Problem to solve –
Exactly as written, give back every record below.

Listed entries –
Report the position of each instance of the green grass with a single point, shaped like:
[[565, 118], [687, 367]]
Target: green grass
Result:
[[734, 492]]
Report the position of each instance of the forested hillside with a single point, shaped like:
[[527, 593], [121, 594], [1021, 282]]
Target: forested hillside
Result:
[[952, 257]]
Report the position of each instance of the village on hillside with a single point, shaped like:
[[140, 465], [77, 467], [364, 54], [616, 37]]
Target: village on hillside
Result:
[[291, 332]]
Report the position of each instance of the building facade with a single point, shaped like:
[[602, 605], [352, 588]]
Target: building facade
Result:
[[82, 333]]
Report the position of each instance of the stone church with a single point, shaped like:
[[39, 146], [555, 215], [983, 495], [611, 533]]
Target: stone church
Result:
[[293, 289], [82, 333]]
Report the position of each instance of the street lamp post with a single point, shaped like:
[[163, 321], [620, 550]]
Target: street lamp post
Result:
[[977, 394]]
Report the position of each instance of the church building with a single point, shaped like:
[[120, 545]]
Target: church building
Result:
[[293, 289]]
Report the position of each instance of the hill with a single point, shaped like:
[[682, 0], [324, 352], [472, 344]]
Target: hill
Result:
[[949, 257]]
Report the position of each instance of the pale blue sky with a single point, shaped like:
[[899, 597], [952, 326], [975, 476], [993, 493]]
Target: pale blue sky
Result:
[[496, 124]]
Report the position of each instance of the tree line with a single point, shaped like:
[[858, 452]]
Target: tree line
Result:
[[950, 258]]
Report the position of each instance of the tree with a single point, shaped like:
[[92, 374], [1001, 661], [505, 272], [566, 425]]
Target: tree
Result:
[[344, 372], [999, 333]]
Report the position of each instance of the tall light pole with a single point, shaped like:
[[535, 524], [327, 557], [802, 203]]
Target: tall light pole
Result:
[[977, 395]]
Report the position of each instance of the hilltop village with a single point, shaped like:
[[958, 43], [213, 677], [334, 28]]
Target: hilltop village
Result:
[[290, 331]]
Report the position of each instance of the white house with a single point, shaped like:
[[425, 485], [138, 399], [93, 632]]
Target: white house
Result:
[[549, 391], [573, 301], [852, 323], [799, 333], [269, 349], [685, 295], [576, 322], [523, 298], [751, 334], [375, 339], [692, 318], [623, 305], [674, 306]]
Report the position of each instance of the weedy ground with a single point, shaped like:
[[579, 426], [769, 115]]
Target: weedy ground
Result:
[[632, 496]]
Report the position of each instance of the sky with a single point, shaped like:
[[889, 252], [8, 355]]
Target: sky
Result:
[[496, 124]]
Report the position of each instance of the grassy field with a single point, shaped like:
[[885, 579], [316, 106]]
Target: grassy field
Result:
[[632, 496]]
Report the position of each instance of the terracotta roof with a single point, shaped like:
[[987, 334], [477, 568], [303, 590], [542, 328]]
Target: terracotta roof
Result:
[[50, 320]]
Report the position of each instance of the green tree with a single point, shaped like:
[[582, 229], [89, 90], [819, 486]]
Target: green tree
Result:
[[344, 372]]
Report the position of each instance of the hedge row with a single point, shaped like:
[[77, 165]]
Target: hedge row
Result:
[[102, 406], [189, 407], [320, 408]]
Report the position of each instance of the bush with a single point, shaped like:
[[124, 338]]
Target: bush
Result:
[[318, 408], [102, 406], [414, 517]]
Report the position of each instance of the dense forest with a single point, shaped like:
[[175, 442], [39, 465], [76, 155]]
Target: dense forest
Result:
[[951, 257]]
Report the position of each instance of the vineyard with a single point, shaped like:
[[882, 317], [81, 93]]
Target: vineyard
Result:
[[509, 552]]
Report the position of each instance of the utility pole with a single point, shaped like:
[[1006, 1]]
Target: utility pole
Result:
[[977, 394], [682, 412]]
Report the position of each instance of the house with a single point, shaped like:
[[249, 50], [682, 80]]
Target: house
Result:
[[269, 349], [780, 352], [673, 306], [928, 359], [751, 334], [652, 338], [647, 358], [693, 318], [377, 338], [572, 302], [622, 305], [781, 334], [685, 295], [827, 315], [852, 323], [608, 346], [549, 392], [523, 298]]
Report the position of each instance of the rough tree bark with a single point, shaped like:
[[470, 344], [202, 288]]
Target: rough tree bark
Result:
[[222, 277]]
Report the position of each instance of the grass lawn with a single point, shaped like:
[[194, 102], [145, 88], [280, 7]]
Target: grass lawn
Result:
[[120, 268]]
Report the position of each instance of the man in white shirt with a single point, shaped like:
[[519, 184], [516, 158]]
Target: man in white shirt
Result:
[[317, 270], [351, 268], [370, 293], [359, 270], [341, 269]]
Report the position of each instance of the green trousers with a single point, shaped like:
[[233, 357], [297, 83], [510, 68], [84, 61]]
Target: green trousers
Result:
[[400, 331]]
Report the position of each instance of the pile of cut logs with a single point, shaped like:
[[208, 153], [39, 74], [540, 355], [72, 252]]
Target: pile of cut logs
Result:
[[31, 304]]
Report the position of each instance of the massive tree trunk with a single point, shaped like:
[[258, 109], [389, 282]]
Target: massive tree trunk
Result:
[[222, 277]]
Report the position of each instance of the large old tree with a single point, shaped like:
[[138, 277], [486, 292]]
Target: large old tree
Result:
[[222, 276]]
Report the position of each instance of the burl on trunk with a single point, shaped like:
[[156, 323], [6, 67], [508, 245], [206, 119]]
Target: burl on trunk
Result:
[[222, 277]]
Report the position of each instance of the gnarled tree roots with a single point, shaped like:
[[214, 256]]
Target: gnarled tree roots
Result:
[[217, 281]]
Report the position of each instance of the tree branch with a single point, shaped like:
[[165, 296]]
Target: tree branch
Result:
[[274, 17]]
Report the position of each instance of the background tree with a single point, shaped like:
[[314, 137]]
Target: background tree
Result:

Response box –
Report the position of each instance of the green grass with a single point, shaped like:
[[565, 118], [687, 367]]
Target: green grass
Result:
[[734, 492]]
Report the position of each instance of the forested hillside with a single point, shaped like:
[[527, 593], [121, 594], [1021, 282]]
Target: forested hillside
Result:
[[952, 257]]
Report the position of each instance of the village on hillside with a single point, shaped like:
[[140, 465], [77, 467], [364, 54], [616, 37]]
Target: village on hillside
Result:
[[291, 332]]
Report the position of each instance of the building facade with a single point, shaped like:
[[602, 605], [352, 588]]
Target: building facade
Result:
[[82, 333]]
Report the position of each instance of the stone church with a single point, shaped like:
[[39, 146], [555, 215], [983, 495], [611, 533]]
Target: stone church
Result:
[[293, 289], [82, 333]]
Report the position of each instance of the street lamp post with a single point, shaped like:
[[163, 321], [620, 550]]
Target: street lamp post
Result:
[[977, 394]]
Report the position of each instance of the church building with a single point, shaped like:
[[120, 545]]
Target: church building
Result:
[[293, 289]]
Report the position of each instance of the hill with a single point, shaped like:
[[682, 0], [324, 352], [472, 344]]
Target: hill
Result:
[[949, 257]]
Report the position of each instance of the pale blue sky with a single point, shaped like:
[[899, 597], [952, 326], [975, 476], [993, 493]]
Target: pale blue sky
Result:
[[496, 124]]
Report the position of each instance of the tree line with a single point, shaped like:
[[858, 452]]
Target: tree line
Result:
[[950, 258]]
Report the position of each instance of the tree with a single point, shaped like:
[[92, 374], [1001, 661], [505, 272], [566, 425]]
Target: tree
Result:
[[344, 372], [999, 333]]
Report the position of each instance of the tall light pole with a single point, shaped like:
[[535, 524], [327, 557], [802, 203]]
Target: tall light pole
Result:
[[977, 395]]
Report the position of each instance of the hilltop village with a single point, shaped like:
[[958, 43], [213, 677], [334, 28]]
Target: hilltop village
Result:
[[290, 331]]
Report the position of each instance of the white house with a single point, shaped like:
[[425, 485], [138, 399], [93, 632]]
Target: white house
Result:
[[549, 391], [573, 301], [852, 323], [799, 333], [269, 349], [685, 295], [576, 322], [523, 298], [751, 334], [375, 339], [692, 318], [623, 305], [674, 306]]
Report the position of each instance of the weedy ground with a single point, shaped like:
[[579, 426], [769, 115]]
Target: weedy ground
Result:
[[632, 496]]
Report the position of each instance of the sky with a single point, shaped like:
[[889, 252], [8, 355]]
Target: sky
Result:
[[496, 124]]
Report the position of each instance of the grassy field with a single point, shaped like:
[[885, 579], [316, 106]]
Target: grassy field
Result:
[[632, 496]]
Report the position of each instance of the terracotta roof with a single point, shaped like:
[[987, 334], [477, 568], [303, 590], [542, 328]]
Target: terracotta roof
Result:
[[50, 320]]
Report the position of each instance of the green tree with a single point, shaped like:
[[582, 229], [89, 90], [819, 486]]
Target: green tree
Result:
[[344, 372]]
Report the position of each instance of the hedge row with a single point, shaped like:
[[77, 165]]
Target: hedge row
Result:
[[102, 406], [189, 407], [320, 408]]
Report the position of each instance of the bush with a single point, shaped like:
[[124, 338]]
Target: bush
Result:
[[318, 408], [102, 406], [414, 517]]
Report the position of each instance of the dense forest with a single point, shaped like:
[[175, 442], [39, 465], [76, 155]]
Target: dense forest
Result:
[[951, 257]]
Report the position of each instance of the vineyard with a single point, shaped like:
[[882, 317], [81, 93]]
Target: vineyard
Result:
[[509, 552]]
Report the position of each instance of the utility pole with a single point, shaped like:
[[1006, 1]]
Target: utility pole
Result:
[[977, 394], [682, 412]]
Report the position of each instance of the house with a single point, shaped like:
[[249, 50], [682, 80]]
Target: house
Result:
[[269, 349], [780, 352], [673, 306], [928, 359], [751, 334], [652, 338], [647, 358], [693, 318], [377, 338], [572, 302], [622, 305], [781, 334], [685, 295], [827, 315], [852, 323], [608, 346], [549, 392], [523, 298]]
Report the position of each instance of the rough tree bark with a single point, shaped like:
[[470, 344], [202, 288]]
Target: rough tree bark
Result:
[[222, 277]]
Report the position of each instance of the grass lawn with a single point, shaped like:
[[194, 102], [145, 88], [280, 7]]
Target: grass lawn
Result:
[[120, 268]]
Report the position of each instance of the man in white shirt with a single point, shaped like:
[[519, 184], [516, 158]]
Target: man in white shirt
Result:
[[317, 270], [351, 268], [370, 293], [359, 270], [341, 269]]
Report the position of each instance of the green trousers with a single point, shaped like:
[[233, 357], [297, 83], [510, 68], [84, 61]]
Target: green trousers
Result:
[[400, 331]]
Report the position of each instance of the pile of cut logs with a single point, shaped like:
[[208, 153], [39, 74], [540, 355], [72, 252]]
Target: pile of cut logs
Result:
[[31, 304]]
Report the position of each instance of the massive tree trunk with a single point, shaped like:
[[258, 109], [389, 282]]
Target: massive tree trunk
Result:
[[222, 277]]
Report the position of each instance of the large old tree with a single point, shaped like:
[[138, 277], [486, 292]]
Target: large old tree
Result:
[[222, 276]]
Report the position of each instance of the burl on trunk with a single point, shaped like:
[[156, 323], [6, 67], [508, 245], [206, 119]]
Target: burl on trunk
Result:
[[222, 277]]
Report the position of each instance of the gnarled tree roots with a single point, shaped like:
[[214, 256]]
Target: gnarled tree roots
Result:
[[217, 281]]
Report the position of each instance of the tree branch with a single point, shaped like:
[[165, 296]]
Target: tree branch
Result:
[[274, 17]]
Report the position of each instance of the background tree with a single point, shaped like:
[[314, 137]]
Target: background tree
Result:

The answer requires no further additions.